Problem to solve: Every entry that follows should be reproduced exactly.

************

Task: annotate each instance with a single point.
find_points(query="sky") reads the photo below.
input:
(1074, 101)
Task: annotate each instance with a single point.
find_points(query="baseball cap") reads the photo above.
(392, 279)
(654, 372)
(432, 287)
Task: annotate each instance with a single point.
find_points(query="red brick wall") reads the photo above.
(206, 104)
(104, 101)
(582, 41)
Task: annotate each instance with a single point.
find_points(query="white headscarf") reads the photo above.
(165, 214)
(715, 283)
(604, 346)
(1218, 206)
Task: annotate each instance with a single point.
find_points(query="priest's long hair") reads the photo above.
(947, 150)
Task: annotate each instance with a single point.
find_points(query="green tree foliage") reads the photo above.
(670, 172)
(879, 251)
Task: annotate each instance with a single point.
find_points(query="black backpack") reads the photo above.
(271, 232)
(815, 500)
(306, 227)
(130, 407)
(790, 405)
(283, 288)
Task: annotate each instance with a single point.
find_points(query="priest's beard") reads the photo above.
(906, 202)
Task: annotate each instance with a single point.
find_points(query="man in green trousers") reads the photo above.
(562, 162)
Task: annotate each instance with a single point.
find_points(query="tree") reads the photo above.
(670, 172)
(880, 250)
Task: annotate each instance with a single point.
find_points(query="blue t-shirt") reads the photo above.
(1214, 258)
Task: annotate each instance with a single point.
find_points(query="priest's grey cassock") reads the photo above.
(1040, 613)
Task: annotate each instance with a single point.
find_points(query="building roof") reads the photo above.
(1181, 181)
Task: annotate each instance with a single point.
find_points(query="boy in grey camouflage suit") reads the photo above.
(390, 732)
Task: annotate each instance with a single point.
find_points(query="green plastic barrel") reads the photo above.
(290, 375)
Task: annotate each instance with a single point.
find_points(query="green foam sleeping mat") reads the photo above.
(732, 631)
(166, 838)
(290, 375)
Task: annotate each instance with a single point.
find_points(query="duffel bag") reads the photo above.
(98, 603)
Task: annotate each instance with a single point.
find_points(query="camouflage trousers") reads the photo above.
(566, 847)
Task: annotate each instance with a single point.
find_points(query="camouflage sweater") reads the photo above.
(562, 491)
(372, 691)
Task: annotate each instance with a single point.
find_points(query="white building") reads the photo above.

************

Complete output:
Task: annotate each instance with a single point.
find_points(query="sky") reads the photo below.
input:
(1074, 101)
Task: annotate each instance with a single point.
find_points(query="baseball cap") reads the photo above.
(392, 279)
(654, 372)
(432, 287)
Task: annotate each instance with a single point.
find_points(query="red brick wall") reads the photo above.
(206, 104)
(104, 101)
(582, 41)
Task: annotate each instance with a single point.
find_points(query="white headscarf") reads the photo above.
(165, 214)
(715, 283)
(604, 346)
(1218, 206)
Task: annotate each instance with a single point.
find_points(query="priest's long hair") reads the photo above.
(947, 150)
Task: annotate each instance with a single point.
find_points(query="green tree foliage") reads the photo above.
(670, 172)
(879, 251)
Task: annotate each instance with a single point.
find_points(query="black backpack") reads the photo above.
(271, 232)
(815, 500)
(306, 227)
(130, 407)
(790, 405)
(283, 288)
Task: annotate each instance with a single point.
find_points(query="priest's beard") reads the photo above.
(906, 202)
Task: annotate each instance with a single point.
find_points(query="man in green trousers") reads the photo above.
(562, 162)
Task: annotate each instance with a single point.
find_points(query="tree") reads the photo above.
(670, 172)
(880, 250)
Task: annotate each instance with a single point.
find_points(query="blue t-shirt") reads the photo above.
(1214, 258)
Task: annotate each instance with a single point.
find_points(query="priest's grey cassock") reads the photo above.
(1040, 613)
Task: annotate each instance with a single point.
find_points(query="building roof") reads the photo above.
(1181, 181)
Task: annotate each instance with a single point.
find_points(query="boy in grey camouflage suit") reads the photo above.
(390, 732)
Task: annotate each instance with a single point.
find_points(query="green plastic barrel") reads the photo above.
(290, 375)
Task: annotate each instance with a single point.
find_points(query="green foam sleeping mat") reads the photo above.
(732, 631)
(166, 838)
(290, 375)
Task: annotate each instance with a single point.
find_points(query="duffel bag") reads the photo above.
(98, 603)
Task: annotate each instance with a single point.
find_points(query="camouflage trousers") reads the photo above.
(566, 847)
Task: annotate each instance with a single point.
find_points(query="camouflage sweater") reads the photo above.
(562, 491)
(372, 691)
Task: annotate each instance with a single point.
find_points(query="white building") reads the photo above.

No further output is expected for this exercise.